▶ ACTIONS TO TAKE:
A. Answer these about the article on the ACLU lawsuit against Indiana's abortion law:
(i) On whose behalf is the ACLU of Indiana bringing the suit?
(ii) Which law does the lawsuit say the pro-life law violates?
(iii) According to the lawsuit, when does a fetus attain the status of a living person under Jewish law?
B. Continue the article on the ACLU lawsuit against Indiana's abortion law from the point where it stops.
[READING PASSAGE Boundary: Start]
September 14, 2022

ACLU Lawsuit Argues Indiana Pro-Life Law Violates Religious Freedom

The ACLU of Indiana filed a lawsuit against Indiana's new law protecting unborn children from abortion. In this case, the group uses a notably odd argument. On behalf of the Hoosier Jews for Choice and five anonymous residents, the ACLU will argue that the law violates their religious freedom.

The lawsuit argues that the pro-life law violates Indiana's 2015 Religious Freedom Restoration Act. According to the IndyStar, this law "prevents the government from impeding someone's religious exercise unless there's a strong argument in favor of the state's interest."

It goes on to say that the pro-life law violates the religious freedom of those who don't believe life begins at fertilization. "For example, under Jewish law, a fetus attains the status of a living person only at birth," the lawsuit states. "Jewish law recognizes that abortions may occur, and should occur as a religious matter, under circumstances not allowed by (the near-total abortion ban) or existing Indiana law."
[READING PASSAGE Boundary: End]
[COLLECTED MATERIAL Boundary: Start]
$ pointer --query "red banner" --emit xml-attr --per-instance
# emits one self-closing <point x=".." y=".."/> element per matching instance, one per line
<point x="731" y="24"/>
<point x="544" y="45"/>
[COLLECTED MATERIAL Boundary: End]
▶ SOLVED TASKS:
A.
(i) The Hoosier Jews for Choice and five anonymous residents.
(ii) Indiana's 2015 Religious Freedom Restoration Act.
(iii) Only at birth.

B.
Not only do many Jews believe life begins and conception and consider abortion to be murder, but the text of this lawsuit implies that abortion is a religious rite. The Satanic Temple tried and failed to make this argument in an attempt to block Texas's Heartbeat Act last year.

Furthermore, it is a matter of scientific fact that a unique living human being is created at fertilization. From that moment, the child has unique DNA separate from both the mother and father.

The new Indiana law bans abortion except to protect the health of the mother, when the child is diagnosed with a lethal anomaly, or in cases of rape or incest. In the latter case, there is still a ten-week limit.